All entries need to be written out again exactly, without their pictures.
-------- DATA FOR ANALYSIS --------
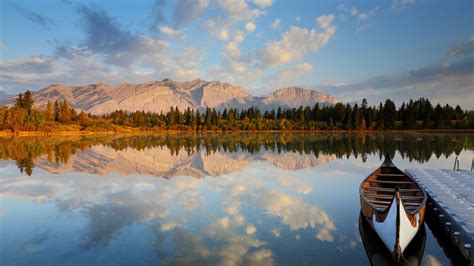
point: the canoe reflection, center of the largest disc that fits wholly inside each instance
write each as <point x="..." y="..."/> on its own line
<point x="378" y="254"/>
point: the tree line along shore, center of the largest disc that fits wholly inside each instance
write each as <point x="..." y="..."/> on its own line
<point x="58" y="116"/>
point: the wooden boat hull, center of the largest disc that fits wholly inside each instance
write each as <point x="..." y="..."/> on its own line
<point x="379" y="255"/>
<point x="396" y="209"/>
--------
» **OUTPUT**:
point: the canoe reflection, center of the largest disc that fits wholly inside each instance
write each as <point x="..." y="..."/> on its own line
<point x="378" y="254"/>
point: the tree line along shore, center of the largest disc that fits wholly inside each instance
write each as <point x="..." y="..."/> on its own line
<point x="58" y="116"/>
point: the wooden boat hull, center of the largest disc that fits wholly inside each instance
write each as <point x="..." y="..."/> on its own line
<point x="379" y="255"/>
<point x="396" y="209"/>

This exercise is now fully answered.